** Start of DATASET RECORDS **
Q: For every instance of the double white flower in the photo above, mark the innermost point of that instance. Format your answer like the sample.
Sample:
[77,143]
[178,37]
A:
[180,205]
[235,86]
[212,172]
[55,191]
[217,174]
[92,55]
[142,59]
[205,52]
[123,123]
** End of DATASET RECORDS **
STATED GOAL:
Reproduce every entry above in full, requests and format samples included, but shift each answer point by adding 36 to both of its coordinates. Leave the sample coordinates as they are.

RESULT:
Q: For every instance of the double white flower in the photo above, mark the innermost point of that instance. Format your answer like the sample.
Sample:
[77,143]
[178,37]
A:
[216,241]
[271,122]
[248,208]
[91,227]
[253,210]
[128,91]
[178,95]
[241,88]
[159,159]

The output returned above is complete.